__To be done__.
(a) According to the passage on the D.C. Shorts Film Festival, how many submissions did this year's festival receive?
(b) From the passage on the D.C. Shorts Film Festival, extract the words starting with "Are you ready" and going on through "from Sept. 19-28.".

Are you ready to watch the best in short filmmaking from around the world?
The 16th annual D.C. Shorts Film Festival returns to the nation’s capital with events at Landmark E Street Cinema and Miracle Theatre from Sept. 19-28.
“It’s a fun time regardless of what we’re going to screen,” festival director Joe Bilancio said. “You know it’s going to be good quality and we’re going to have a lot of parties and activities. It’s a great way to meet people and see films at the same time, so we’re excited as always.”
This year’s festival received 1,500 submissions, which were whittled down to 156 selections from 36 countries, from the U.S. to Canada, from France to Taiwan. These films are broken down into 90-minute blocks for your screening pleasure.
“We use the term ‘cinematic dim sum,'” Bilancio said. “We give them the breadth of what short films are. People may have a connotation in their head of what that means, but there’s documentary, narrative, animation. We try to include a U.S. short and we try to include an international short, so foreign language.”

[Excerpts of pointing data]
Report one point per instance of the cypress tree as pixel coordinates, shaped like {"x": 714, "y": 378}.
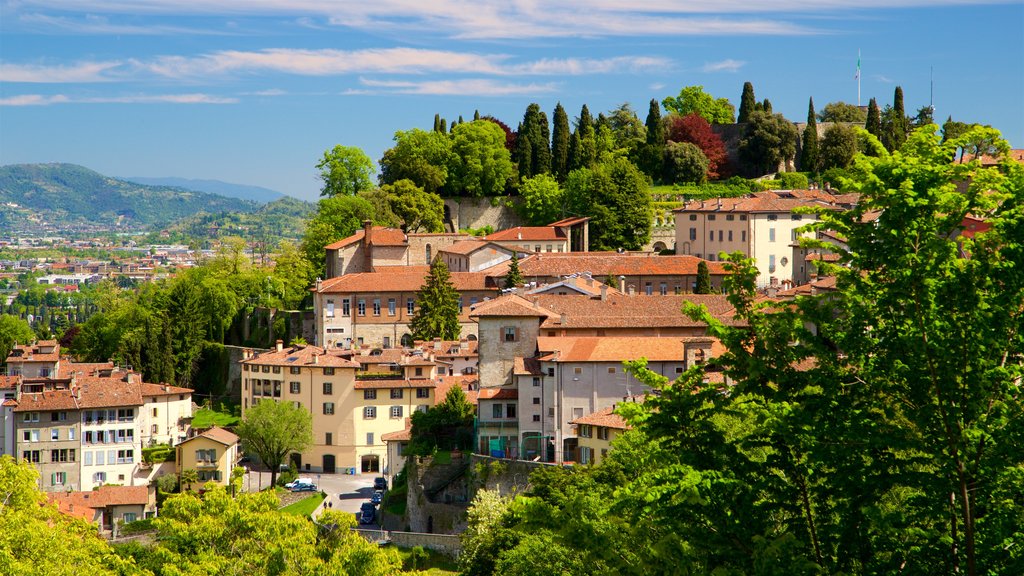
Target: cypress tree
{"x": 809, "y": 150}
{"x": 437, "y": 306}
{"x": 873, "y": 122}
{"x": 704, "y": 279}
{"x": 560, "y": 144}
{"x": 514, "y": 277}
{"x": 748, "y": 104}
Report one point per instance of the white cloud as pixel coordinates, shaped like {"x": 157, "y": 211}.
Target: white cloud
{"x": 39, "y": 99}
{"x": 467, "y": 87}
{"x": 81, "y": 72}
{"x": 728, "y": 65}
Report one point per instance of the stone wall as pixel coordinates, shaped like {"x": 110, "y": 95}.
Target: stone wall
{"x": 478, "y": 212}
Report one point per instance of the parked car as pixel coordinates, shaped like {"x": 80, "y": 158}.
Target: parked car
{"x": 368, "y": 512}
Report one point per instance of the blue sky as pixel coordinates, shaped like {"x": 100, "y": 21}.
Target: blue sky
{"x": 253, "y": 91}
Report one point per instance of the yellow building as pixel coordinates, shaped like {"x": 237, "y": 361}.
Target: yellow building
{"x": 212, "y": 454}
{"x": 596, "y": 433}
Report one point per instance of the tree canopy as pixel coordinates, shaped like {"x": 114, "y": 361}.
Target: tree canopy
{"x": 273, "y": 429}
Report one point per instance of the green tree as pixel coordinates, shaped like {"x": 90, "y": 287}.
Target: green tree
{"x": 704, "y": 279}
{"x": 417, "y": 209}
{"x": 480, "y": 165}
{"x": 543, "y": 200}
{"x": 693, "y": 99}
{"x": 684, "y": 163}
{"x": 842, "y": 112}
{"x": 560, "y": 144}
{"x": 419, "y": 156}
{"x": 748, "y": 104}
{"x": 809, "y": 149}
{"x": 839, "y": 146}
{"x": 436, "y": 306}
{"x": 514, "y": 278}
{"x": 336, "y": 217}
{"x": 344, "y": 171}
{"x": 768, "y": 140}
{"x": 13, "y": 330}
{"x": 271, "y": 430}
{"x": 873, "y": 122}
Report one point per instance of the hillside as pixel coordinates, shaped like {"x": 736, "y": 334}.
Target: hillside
{"x": 245, "y": 192}
{"x": 67, "y": 197}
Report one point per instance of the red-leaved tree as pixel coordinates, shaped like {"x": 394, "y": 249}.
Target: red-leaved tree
{"x": 694, "y": 129}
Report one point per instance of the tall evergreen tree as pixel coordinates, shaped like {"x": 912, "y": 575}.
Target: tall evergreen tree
{"x": 748, "y": 104}
{"x": 704, "y": 279}
{"x": 560, "y": 144}
{"x": 809, "y": 148}
{"x": 514, "y": 277}
{"x": 437, "y": 306}
{"x": 873, "y": 122}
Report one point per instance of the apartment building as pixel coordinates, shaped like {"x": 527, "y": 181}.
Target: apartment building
{"x": 760, "y": 225}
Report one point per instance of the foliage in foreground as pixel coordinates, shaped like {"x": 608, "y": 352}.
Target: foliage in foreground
{"x": 889, "y": 440}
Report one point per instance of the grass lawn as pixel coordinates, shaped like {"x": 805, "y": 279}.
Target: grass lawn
{"x": 435, "y": 565}
{"x": 304, "y": 506}
{"x": 206, "y": 417}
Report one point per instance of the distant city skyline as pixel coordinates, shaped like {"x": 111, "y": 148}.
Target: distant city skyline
{"x": 253, "y": 92}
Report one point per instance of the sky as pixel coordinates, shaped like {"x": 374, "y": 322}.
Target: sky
{"x": 254, "y": 91}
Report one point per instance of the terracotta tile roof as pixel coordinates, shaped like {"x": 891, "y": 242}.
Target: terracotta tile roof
{"x": 163, "y": 389}
{"x": 381, "y": 237}
{"x": 531, "y": 234}
{"x": 630, "y": 312}
{"x": 612, "y": 348}
{"x": 47, "y": 400}
{"x": 394, "y": 383}
{"x": 97, "y": 392}
{"x": 301, "y": 356}
{"x": 600, "y": 264}
{"x": 498, "y": 393}
{"x": 509, "y": 305}
{"x": 217, "y": 435}
{"x": 604, "y": 418}
{"x": 401, "y": 279}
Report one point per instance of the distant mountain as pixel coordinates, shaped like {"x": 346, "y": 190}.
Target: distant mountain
{"x": 73, "y": 197}
{"x": 258, "y": 194}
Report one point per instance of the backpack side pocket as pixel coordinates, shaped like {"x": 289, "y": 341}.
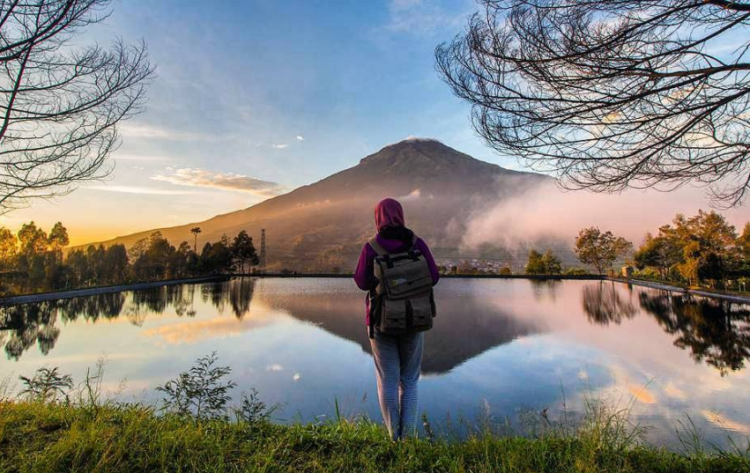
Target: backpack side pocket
{"x": 421, "y": 312}
{"x": 393, "y": 317}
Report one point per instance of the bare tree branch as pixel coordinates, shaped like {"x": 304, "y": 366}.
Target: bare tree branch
{"x": 60, "y": 105}
{"x": 612, "y": 94}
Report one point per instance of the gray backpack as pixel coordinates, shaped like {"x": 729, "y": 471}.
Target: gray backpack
{"x": 403, "y": 300}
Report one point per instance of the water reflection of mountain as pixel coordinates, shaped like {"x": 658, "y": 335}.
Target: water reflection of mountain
{"x": 716, "y": 332}
{"x": 465, "y": 326}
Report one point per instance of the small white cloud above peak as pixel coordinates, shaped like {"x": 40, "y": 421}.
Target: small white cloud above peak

__Responses per task__.
(a) 1,500 submissions.

(b)
Are you ready to watch the best in short filmmaking from around the world?
The 16th annual D.C. Shorts Film Festival returns to the nation’s capital with events at Landmark E Street Cinema and Miracle Theatre from Sept. 19-28.